→ **Given exercise 1**:
Below the passage come the rows. Give the rows from the line with "of the rickshaw." to the line with "(1061, 832)" as a JSON list of strings, one string per line, skipping blank lines.

━━ Text provided

I am recording this Lagos, Nigeria. I’m here to meet with private citizens and government officials to talk about bringing CHARACTER COUNTS! to Nigeria’s schools.
If you grunted a cynical “good luck” and thought about scam e-mails, street vendors selling counterfeit designer purses and sun glasses and the country’s reputation as one of the most corrupt in the world, you’ve proved the prevalence and perniciousness of stereotypes and the tendency of those of us who think we are immune from this form of prejudice to believe them.
A Nigerian poet and novelist, Chimamanda Adichie*points out that the problem with stereotypes is not that they are not true but that they are incomplete. And this is definitely the case with Nigeria. Of course, the stereotype is grounded in evidence. Despite recent efforts to reduce corruption, it’s still endemic and the e-mails keep coming and the vendors keep selling. This view of the dark side of this huge and diverse country of 140 million people is only part of the truth.
Few outsiders know that there are millions of articulate, well-educated, deeply decent people who are appalled by their country’s reputation and the portions of it that reflect reality.

━━━━
━━ Dataset entries

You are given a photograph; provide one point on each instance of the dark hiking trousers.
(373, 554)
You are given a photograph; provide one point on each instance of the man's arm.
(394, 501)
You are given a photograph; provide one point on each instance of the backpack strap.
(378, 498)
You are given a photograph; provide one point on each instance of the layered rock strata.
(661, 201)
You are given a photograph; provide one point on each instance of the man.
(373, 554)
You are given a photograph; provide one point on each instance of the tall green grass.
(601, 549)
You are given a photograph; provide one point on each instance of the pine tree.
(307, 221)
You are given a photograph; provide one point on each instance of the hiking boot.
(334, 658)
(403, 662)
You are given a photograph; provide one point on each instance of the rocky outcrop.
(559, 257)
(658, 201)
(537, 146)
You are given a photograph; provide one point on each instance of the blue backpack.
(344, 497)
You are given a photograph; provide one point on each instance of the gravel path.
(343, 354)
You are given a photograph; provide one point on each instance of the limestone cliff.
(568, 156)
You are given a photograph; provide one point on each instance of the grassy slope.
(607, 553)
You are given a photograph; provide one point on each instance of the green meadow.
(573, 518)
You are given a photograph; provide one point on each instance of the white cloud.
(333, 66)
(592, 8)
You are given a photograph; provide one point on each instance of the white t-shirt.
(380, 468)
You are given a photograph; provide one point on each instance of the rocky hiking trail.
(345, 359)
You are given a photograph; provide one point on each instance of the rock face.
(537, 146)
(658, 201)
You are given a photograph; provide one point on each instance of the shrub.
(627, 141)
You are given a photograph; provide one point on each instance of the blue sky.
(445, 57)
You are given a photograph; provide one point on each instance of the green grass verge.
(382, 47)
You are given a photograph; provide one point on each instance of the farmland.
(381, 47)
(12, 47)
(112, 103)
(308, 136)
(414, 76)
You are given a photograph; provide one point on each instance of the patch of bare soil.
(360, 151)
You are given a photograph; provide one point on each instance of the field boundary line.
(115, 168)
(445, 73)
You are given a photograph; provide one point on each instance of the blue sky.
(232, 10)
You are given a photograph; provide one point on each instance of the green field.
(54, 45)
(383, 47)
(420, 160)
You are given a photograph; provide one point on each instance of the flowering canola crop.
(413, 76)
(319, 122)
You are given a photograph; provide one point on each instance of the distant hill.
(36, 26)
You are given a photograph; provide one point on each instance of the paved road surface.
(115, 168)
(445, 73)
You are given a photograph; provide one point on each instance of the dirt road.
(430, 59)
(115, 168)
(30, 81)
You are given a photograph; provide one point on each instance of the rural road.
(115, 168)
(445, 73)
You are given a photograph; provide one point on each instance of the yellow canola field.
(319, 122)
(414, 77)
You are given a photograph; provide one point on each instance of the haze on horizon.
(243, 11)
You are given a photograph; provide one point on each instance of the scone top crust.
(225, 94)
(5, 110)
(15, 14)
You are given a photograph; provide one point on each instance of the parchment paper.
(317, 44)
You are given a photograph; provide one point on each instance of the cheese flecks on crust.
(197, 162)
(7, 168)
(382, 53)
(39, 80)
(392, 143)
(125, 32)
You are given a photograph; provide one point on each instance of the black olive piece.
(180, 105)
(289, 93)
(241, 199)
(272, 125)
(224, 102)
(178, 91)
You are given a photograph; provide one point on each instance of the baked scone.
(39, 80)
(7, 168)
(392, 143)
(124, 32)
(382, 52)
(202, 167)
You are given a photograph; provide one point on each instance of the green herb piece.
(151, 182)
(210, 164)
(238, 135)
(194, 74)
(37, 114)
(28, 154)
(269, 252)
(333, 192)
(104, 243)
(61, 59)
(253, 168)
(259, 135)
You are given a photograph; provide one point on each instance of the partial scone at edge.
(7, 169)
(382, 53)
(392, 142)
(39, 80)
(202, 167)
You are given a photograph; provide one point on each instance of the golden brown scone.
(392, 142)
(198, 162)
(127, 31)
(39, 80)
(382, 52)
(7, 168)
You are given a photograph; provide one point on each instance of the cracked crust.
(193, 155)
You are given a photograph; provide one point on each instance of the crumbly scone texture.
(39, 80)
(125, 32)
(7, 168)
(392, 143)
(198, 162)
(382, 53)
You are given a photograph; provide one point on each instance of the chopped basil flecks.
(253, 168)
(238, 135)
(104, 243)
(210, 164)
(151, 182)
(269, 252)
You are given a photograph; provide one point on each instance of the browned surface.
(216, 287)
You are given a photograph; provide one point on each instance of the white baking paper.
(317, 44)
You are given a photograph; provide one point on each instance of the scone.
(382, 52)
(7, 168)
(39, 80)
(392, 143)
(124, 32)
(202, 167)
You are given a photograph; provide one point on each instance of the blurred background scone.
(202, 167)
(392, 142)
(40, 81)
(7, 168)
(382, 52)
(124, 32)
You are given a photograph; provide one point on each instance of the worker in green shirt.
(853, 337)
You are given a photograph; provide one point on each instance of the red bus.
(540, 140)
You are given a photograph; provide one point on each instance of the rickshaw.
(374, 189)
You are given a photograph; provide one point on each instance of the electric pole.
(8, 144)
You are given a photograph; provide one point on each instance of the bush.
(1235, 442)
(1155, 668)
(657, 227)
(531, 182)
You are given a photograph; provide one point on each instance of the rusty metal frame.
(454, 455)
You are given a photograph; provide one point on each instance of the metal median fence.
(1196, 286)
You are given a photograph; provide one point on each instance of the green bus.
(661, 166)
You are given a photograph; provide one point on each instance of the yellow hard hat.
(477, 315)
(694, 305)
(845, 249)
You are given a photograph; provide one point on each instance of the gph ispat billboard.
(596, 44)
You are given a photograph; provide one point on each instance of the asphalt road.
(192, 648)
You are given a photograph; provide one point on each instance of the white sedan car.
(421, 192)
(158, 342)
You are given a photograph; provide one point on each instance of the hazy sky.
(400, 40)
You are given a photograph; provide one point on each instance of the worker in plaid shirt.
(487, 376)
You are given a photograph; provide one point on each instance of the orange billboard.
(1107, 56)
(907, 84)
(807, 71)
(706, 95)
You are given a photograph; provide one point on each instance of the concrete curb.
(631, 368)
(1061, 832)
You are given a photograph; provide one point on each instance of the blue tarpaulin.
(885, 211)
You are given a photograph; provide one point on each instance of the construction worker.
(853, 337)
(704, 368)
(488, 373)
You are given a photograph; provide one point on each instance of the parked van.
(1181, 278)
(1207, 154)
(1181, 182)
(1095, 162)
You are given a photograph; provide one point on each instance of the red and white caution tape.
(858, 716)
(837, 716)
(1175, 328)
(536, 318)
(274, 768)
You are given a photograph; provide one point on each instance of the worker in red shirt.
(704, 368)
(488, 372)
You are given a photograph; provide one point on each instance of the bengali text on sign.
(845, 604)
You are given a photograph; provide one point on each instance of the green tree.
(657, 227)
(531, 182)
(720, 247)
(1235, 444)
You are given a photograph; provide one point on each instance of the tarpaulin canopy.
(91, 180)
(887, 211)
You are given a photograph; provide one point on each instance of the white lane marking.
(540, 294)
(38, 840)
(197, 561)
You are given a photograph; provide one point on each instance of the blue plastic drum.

━━━━

→ **Given exercise 2**:
Quote the passage about Nigeria from "If you grunted" to "of the truth.".

→ **Correct answer 1**:
[
  "You are given a photograph; provide one point on each instance of the rickshaw.",
  "(374, 189)",
  "You are given a photograph; provide one point on each instance of the electric pole.",
  "(8, 144)",
  "You are given a photograph; provide one point on each instance of the bush.",
  "(1235, 442)",
  "(1155, 668)",
  "(657, 227)",
  "(531, 182)",
  "You are given a photograph; provide one point on each instance of the rusty metal frame.",
  "(454, 455)",
  "You are given a photograph; provide one point on each instance of the metal median fence.",
  "(1196, 286)",
  "You are given a photograph; provide one point on each instance of the green bus.",
  "(661, 166)",
  "You are given a photograph; provide one point on each instance of the yellow hard hat.",
  "(477, 315)",
  "(694, 305)",
  "(845, 249)",
  "You are given a photograph; provide one point on each instance of the gph ispat billboard.",
  "(596, 44)",
  "You are given a photograph; provide one point on each instance of the asphalt road.",
  "(192, 648)",
  "You are given a photograph; provide one point on each instance of the white sedan car.",
  "(421, 192)",
  "(158, 342)",
  "You are given a photograph; provide one point on each instance of the hazy sky.",
  "(400, 40)",
  "You are given a photograph; provide one point on each instance of the worker in plaid shirt.",
  "(487, 376)",
  "You are given a photograph; provide one point on each instance of the orange billboard.",
  "(1107, 56)",
  "(907, 84)",
  "(807, 71)",
  "(706, 95)",
  "You are given a photograph; provide one point on each instance of the concrete curb.",
  "(631, 368)",
  "(1061, 832)"
]

→ **Correct answer 2**:
If you grunted a cynical “good luck” and thought about scam e-mails, street vendors selling counterfeit designer purses and sun glasses and the country’s reputation as one of the most corrupt in the world, you’ve proved the prevalence and perniciousness of stereotypes and the tendency of those of us who think we are immune from this form of prejudice to believe them.
A Nigerian poet and novelist, Chimamanda Adichie*points out that the problem with stereotypes is not that they are not true but that they are incomplete. And this is definitely the case with Nigeria. Of course, the stereotype is grounded in evidence. Despite recent efforts to reduce corruption, it’s still endemic and the e-mails keep coming and the vendors keep selling. This view of the dark side of this huge and diverse country of 140 million people is only part of the truth.